▶ [Goal of the exercise]: The string "pool" appears in some lines of the entries that follow; copy each such line.

▶ [Records supplied]:

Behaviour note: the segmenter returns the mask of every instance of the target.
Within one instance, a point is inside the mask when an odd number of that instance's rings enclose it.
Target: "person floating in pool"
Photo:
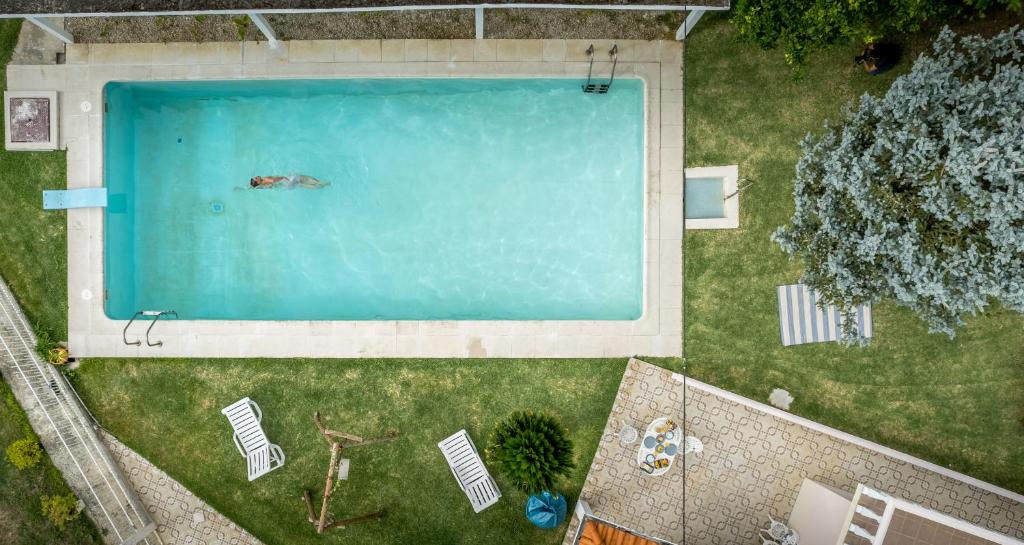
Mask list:
[[[253,189],[266,189],[270,187],[296,187],[303,189],[320,189],[331,185],[330,182],[317,180],[312,176],[304,174],[289,174],[288,176],[253,176],[249,179],[249,187]]]

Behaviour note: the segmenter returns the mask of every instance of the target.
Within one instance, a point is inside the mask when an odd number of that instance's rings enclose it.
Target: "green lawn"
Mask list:
[[[437,442],[466,428],[478,449],[517,409],[556,415],[576,444],[578,468],[560,490],[583,485],[625,360],[91,360],[78,374],[85,402],[115,435],[266,543],[561,542],[523,516],[526,497],[495,474],[503,498],[474,514]],[[249,483],[220,409],[257,400],[285,466]],[[347,451],[351,477],[333,498],[338,518],[385,508],[387,518],[317,536],[303,488],[316,494],[330,458],[312,414],[390,444]],[[319,505],[319,504],[318,504]]]
[[[690,35],[687,166],[738,163],[740,177],[755,183],[741,195],[739,231],[687,233],[689,373],[761,401],[785,388],[797,414],[1024,492],[1020,315],[993,310],[951,341],[882,304],[868,348],[780,344],[774,287],[795,282],[801,266],[769,235],[793,212],[798,142],[849,99],[881,93],[895,77],[866,75],[851,62],[855,54],[817,55],[795,80],[781,52],[740,43],[724,18],[705,17]]]
[[[0,21],[0,67],[10,59],[19,28],[21,20]],[[6,70],[0,71],[0,87],[6,88],[6,76]],[[51,339],[64,338],[67,330],[65,216],[43,214],[40,203],[43,186],[63,180],[64,168],[62,152],[0,149],[0,275],[17,294],[36,331]],[[30,432],[25,413],[0,381],[0,451]],[[102,543],[86,517],[60,531],[43,516],[40,496],[67,492],[49,459],[25,471],[0,459],[0,543]]]
[[[3,64],[19,24],[0,24]],[[63,152],[0,151],[0,275],[40,336],[53,340],[67,331],[66,216],[44,213],[40,192],[64,176]],[[500,476],[504,499],[473,514],[436,443],[465,427],[482,449],[487,432],[508,412],[549,410],[576,442],[579,468],[561,489],[574,499],[624,366],[624,359],[90,361],[74,380],[109,430],[268,543],[556,543],[561,532],[528,524],[521,513],[525,497]],[[284,468],[255,483],[245,481],[244,460],[219,412],[243,395],[259,401],[270,437],[288,458]],[[353,433],[399,431],[393,444],[351,452],[352,480],[341,485],[333,503],[339,517],[384,507],[385,521],[327,538],[305,522],[301,490],[319,494],[329,459],[313,427],[316,409],[329,425]],[[17,422],[13,412],[0,412],[0,424]],[[0,433],[0,446],[16,438]],[[25,493],[42,485],[25,475],[8,476],[4,471],[13,466],[6,463],[0,469],[0,482],[12,483],[5,485],[11,494],[0,492],[0,516],[15,523],[0,522],[0,543],[60,543],[64,538],[37,524],[38,494]],[[59,475],[49,475],[53,486],[60,484]],[[31,524],[19,526],[23,520]],[[75,537],[87,532],[76,528],[65,538],[87,543],[87,537]]]
[[[44,459],[36,467],[19,470],[3,450],[23,437],[34,437],[14,394],[0,381],[0,543],[10,545],[100,545],[103,540],[84,515],[59,530],[40,506],[41,496],[67,494],[57,468]]]
[[[21,19],[0,20],[0,67],[18,41]],[[7,88],[7,70],[0,70]],[[0,149],[0,275],[7,280],[41,340],[67,336],[67,215],[43,212],[44,188],[66,179],[62,151]]]
[[[8,36],[9,27],[0,28]],[[949,341],[883,304],[869,348],[779,346],[773,288],[795,281],[800,267],[768,235],[792,211],[797,142],[846,100],[884,90],[893,76],[864,75],[847,49],[819,55],[797,81],[781,54],[738,43],[711,16],[691,38],[687,163],[738,162],[741,175],[757,182],[742,195],[742,229],[687,235],[690,373],[760,400],[785,387],[799,414],[1024,491],[1020,316],[993,311]],[[57,337],[66,330],[64,217],[43,215],[38,199],[44,184],[63,176],[63,159],[0,154],[7,220],[0,274],[37,328]],[[92,360],[75,382],[107,428],[267,543],[556,543],[561,532],[526,523],[523,495],[500,476],[505,498],[474,515],[435,444],[465,427],[482,449],[508,412],[548,410],[577,445],[580,468],[562,488],[571,502],[623,366],[621,359]],[[269,436],[288,456],[284,468],[254,483],[245,481],[219,413],[243,395],[261,404]],[[311,420],[317,409],[334,428],[399,432],[393,444],[347,454],[352,477],[333,502],[339,517],[384,507],[386,520],[326,537],[305,522],[301,490],[319,493],[328,459]]]

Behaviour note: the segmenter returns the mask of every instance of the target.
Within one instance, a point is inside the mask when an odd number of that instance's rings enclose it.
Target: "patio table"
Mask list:
[[[682,543],[687,524],[683,512],[687,472],[682,467],[687,434],[683,430],[698,436],[702,430],[690,430],[698,414],[696,410],[687,415],[684,424],[686,407],[682,394],[682,383],[670,372],[630,360],[605,423],[594,463],[580,492],[580,498],[588,503],[596,517],[655,542]],[[678,450],[670,470],[652,477],[640,469],[637,455],[649,425],[662,418],[675,422]],[[634,427],[639,432],[633,441],[621,437],[620,432],[626,427]],[[577,523],[576,517],[570,521],[563,545],[574,545],[572,539]]]
[[[652,477],[667,473],[672,469],[682,438],[682,430],[672,419],[663,416],[651,421],[636,453],[640,470]]]

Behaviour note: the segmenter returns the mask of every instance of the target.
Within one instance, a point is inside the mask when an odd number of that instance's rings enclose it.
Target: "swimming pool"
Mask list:
[[[639,318],[643,84],[579,83],[109,83],[105,312]]]

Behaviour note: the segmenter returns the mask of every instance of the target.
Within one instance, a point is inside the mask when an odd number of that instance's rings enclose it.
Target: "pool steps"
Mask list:
[[[152,318],[153,320],[150,322],[149,327],[146,328],[146,346],[163,346],[163,341],[157,341],[155,343],[150,342],[149,332],[153,331],[153,326],[156,325],[157,320],[159,320],[161,316],[171,315],[173,315],[175,318],[178,317],[178,313],[173,310],[140,310],[136,312],[134,316],[132,316],[131,320],[128,320],[128,325],[124,326],[124,330],[121,331],[121,340],[123,340],[124,344],[128,346],[142,346],[142,339],[136,339],[134,341],[128,340],[128,328],[132,326],[132,323],[135,322],[136,318]]]
[[[615,82],[615,67],[619,64],[619,45],[612,44],[612,48],[608,50],[608,56],[612,58],[612,74],[608,78],[608,83],[593,83],[591,81],[594,75],[594,44],[590,44],[587,48],[587,57],[590,57],[590,66],[587,68],[587,82],[583,84],[584,93],[597,93],[599,95],[606,94],[612,87],[612,83]]]

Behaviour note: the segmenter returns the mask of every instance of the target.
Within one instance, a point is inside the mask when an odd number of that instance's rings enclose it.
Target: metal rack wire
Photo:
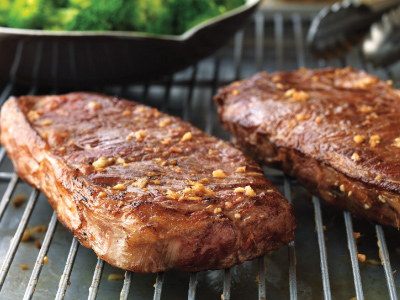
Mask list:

▶ [Answer section]:
Target: "person floating in pool"
Target: "swimming pool"
Target: "pool steps"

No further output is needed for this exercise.